** AUFGABE A **
Wie viel Wasser fasst der Teich laut dem Textauszug zum Koiteich-Umbau derzeit?
** AUFGABE B **
Führe den Textauszug zum Koiteich-Umbau nach seiner letzten Zeile weiter.

** TEXTAUSZUG **
-- -- --

# Koiteich-Umbau 2014



## fischifraenzy85 (27. Mai 2013)

Hallo zusammen,

ich stelle mich erstmal kurz vor. Mein Name ist Franziska, ich bin 27 Jahre und wohne in Bochum.

Mein Freund und ich haben einen Teich mit 5 Koi und 2 __ Shubunkin, Fläche derzeit ca. 7,5 qm und Inhalt rund 9000 L (Länge 5m x Breite ~1,5m x Tiefe 1,40m). Es waren vorher auch noch ca. 20 Goldfische drin, die sich rasend vermehrt hatten ... haben sie aber inzwischen einem Bekannten abgegeben, wegen deutlicher Überbelegung. :/
Das Ganze wurde vor meiner Zeit nach dem Prinzip angelegt: Erde raus - Folie rein - Wasser und Fische rein - fertig. In einer Kombination aus mangelnder Vorbereitung und schlechter Beratung ist das Gewässer dann für Koi auch viel zu wenig tief geworden (wie ich hier inzwischen gelernt habe) - aber bisher haben sie zumindest überlebt.

Wie auch immer, ich hab mir jetzt mal einige Gedanken dazu gemacht und mich hier belesen. Es steht fest: nächstes Jahr soll der Teich umgebaut werden inkl. Schwerkraftfilterung Marke Eigenbau (sind beide handwerklich ganz geschickt ;-) ).

Folgendes soll das Endergebnis sein:
Länge 4,5m (also etwas kürzer für mehr Platz im Filterschacht)

-- -- --

** BEREITGESTELLTE DATEN **
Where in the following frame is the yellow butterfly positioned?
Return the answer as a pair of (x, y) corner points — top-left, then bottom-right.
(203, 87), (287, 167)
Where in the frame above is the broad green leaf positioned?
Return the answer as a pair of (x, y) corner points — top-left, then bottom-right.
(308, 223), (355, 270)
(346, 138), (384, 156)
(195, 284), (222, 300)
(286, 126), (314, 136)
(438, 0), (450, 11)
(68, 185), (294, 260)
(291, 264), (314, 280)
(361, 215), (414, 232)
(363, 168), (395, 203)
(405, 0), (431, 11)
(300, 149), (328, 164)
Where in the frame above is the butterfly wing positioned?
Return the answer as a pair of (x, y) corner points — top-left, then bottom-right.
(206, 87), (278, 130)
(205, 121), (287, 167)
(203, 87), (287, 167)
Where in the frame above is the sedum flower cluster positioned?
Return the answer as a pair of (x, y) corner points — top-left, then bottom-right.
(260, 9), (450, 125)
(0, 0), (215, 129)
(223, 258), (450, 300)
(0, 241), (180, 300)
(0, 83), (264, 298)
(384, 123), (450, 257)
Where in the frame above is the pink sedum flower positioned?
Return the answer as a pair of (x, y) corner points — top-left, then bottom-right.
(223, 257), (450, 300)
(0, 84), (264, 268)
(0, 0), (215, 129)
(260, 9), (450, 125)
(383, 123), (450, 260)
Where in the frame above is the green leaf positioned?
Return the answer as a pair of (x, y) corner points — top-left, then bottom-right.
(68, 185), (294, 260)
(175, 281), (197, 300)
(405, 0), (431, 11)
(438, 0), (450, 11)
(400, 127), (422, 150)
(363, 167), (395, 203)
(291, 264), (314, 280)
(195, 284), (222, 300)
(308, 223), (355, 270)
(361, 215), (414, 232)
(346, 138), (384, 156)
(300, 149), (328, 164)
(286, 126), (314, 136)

-- -- --

** ERGEBNIS A **
Rund 9000 Liter.

** ERGEBNIS B **
Breite 3,5-4m
Tiefe 1,8m
Fläche 18qm
Inhalt 32.000L
keine Heizung; DN 110 Verrohrung; Schmutzwasserkammer ist nötig, da kein direkter Zugang zum Kanal möglich ist;

Hier mal die Bilder dazu:
   

Filter:
1. selbstgebauter Siebfilter (Regentonne eckig 300L) über den auch der Skimmer läuft (zwei getrennte Schächte, aber ein Sieb)
2. IBC Container 1000L, mit bewegter Helix 400L
3. Pumpenkammer (Regentonne eckig 300L)
4. Pflanzenfilter (ca. Länge 3m x Breite 1m x Tiefe 0,6m); steht oberhalb des Teichniveaus und soll per Schwerkraft in den Teich zurückfliesen
5. Schmutzwasserkammer (Regentonne eckig 300L)

Und jetzt meine Fragen:
a) generell eure Meinung?
b) Was haltet ihr davon, für den Winter einen extra Ablauf zu machen?
c) Kann ich den Rücklauf auch im Winter über den Pflanzenfilter machen, oder ist ein extra rücklauf ca. 40cm unter Wasseroberfläche besser?
d) Reicht ein Bodenablauf?
e) Krieg ich genug Zug auf den geplanten Rohrskimmer, wenn ich ihn zwar in den Sifi integriere, aber eine eigene Kammer dafür baue (ohne Pumpe)?
f) Sehe ich das richtig, dass ich meinem Plan nach zwei Pumpen brauche, nämlich im Sifi um den IBC zu befüllen und in der Pumpenkammer, die den Pflanzenfilter füllt?
g) Welche Pumpenleistung brauche ich für die Teichgröße? 2x 15.000??
h) Sind 400L bewegte Helix im IBC genug?
i) Und vorerst die letzte: Hat jemand eine Bauanleitung für einen Schwerkraft-Siebfilter? Bin da bisher noch nciht wirklich fündig geworden ...

Hoffe, meine Fragenflut erschlägt euch nicht ... ;-)

Über eure fachkundigen Kommentare wäre ich jedenfalls sehr, sehr dankbar!!!

viele Grüße
Franziska

Ach ja, ein Feld auf der Skizze entspricht einem Meter.


----------



## Lucy79 (27. Mai 2013)

*AW: Koiteich-Umbau 2014*

Hallo!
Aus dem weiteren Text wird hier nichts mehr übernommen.